## [INSTRUCCIONES]
Escribe, uno por línea, todos los nombres de festivales, universidades, grupos y carreras universitarias que salen en el texto sobre arte y academia.

## [TEXTO SELECCIONADO]
El pasado 20 de septiembre, como parte de las actividades del Festival de las Artes de la Universidad Autónoma de Aguascalientes, mis compañeros de México Kafkiano y yo fuimos invitados para hablar sobre “Arte y academia”. El presente texto es una versión recortada de mi intervención:
Pretendo reflexionar sobre el beneficio que cualquier estudiante –independientemente de su inclinación artística– puede encontrar en su formación académica, en oposición a alguien que sea repelente a la escuela.
Para calentar motores comienzo con una trivialidad acerca de lo que ocurre cuando queremos dialogar con una obra artística. A mi juicio hay dos niveles de lectura: el primero es impresionista (llamémosle sensorial); el segundo, una vez que la experiencia ha sido reflexionada, es intelectual. El primero lo puede hacer quien sea; el segundo, no. Me interesa, de momento, este último.
Si bien es cierto que la experiencia sensorial es un elemento indispensable y que, de ninguna manera, es mejor que la experiencia intelectual, es igualmente cierto que este segundo nivel de lectura es más rico: convertirmos lo que sentimos en lenguaje y, cuando no se pide demasiado, se hace con orden y claridad.
Así, transformar o, más exacto, traducir una obra de arte es una labor que, en buena medida, se gana, se desarrolla y se potencia, con propiedad (tengamos en cuenta que hay diplomados, pequeños cursos, entre otros), dentro de una carrera universitaria.
Es común escuchar, en general, que las carreras en humanidades que analizan arte, no forman artistas. Hay dos casos, en concreto, que conozco bastante bien: Letras Hispánicas y Ciencias del Arte y Gestión Cultural.
Creo que hace falta ser más precisos: ambas carreras no forman, necesariamente, artistas; y, sin embargo, sí que pueden estimular la creatividad. Un artista que tenga una formación académica en condiciones podrá saber expresarse no sólo a través de su trabajo como artista, sino que también podrá justificarlo. Esto parece lo más elemental del mundo y, no obstante, no siempre es así.
Lo que quiero decir es que, dentro de la academia, aparte de ayudar a los alumnos a construir un criterio de discriminación dentro del arte, se antoja necesario, a su vez, formarlos como escritores –o si asusta el término por estar asociado a una categoría artística, llamémosles personas que deben escribir con orden y claridad–.

## [DATOS DE ORIGEN]

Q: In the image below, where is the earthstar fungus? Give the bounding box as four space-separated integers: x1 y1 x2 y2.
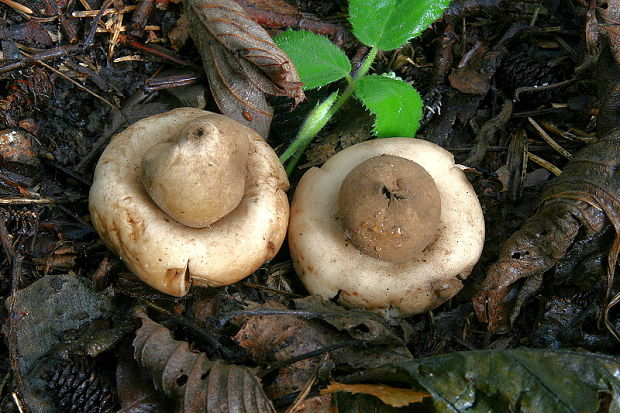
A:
89 108 289 296
288 138 484 315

## [EJERCICIO RESUELTO]
Festival de las Artes
Universidad Autónoma de Aguascalientes
México Kafkiano
Letras Hispánicas
Ciencias del Arte y Gestión Cultural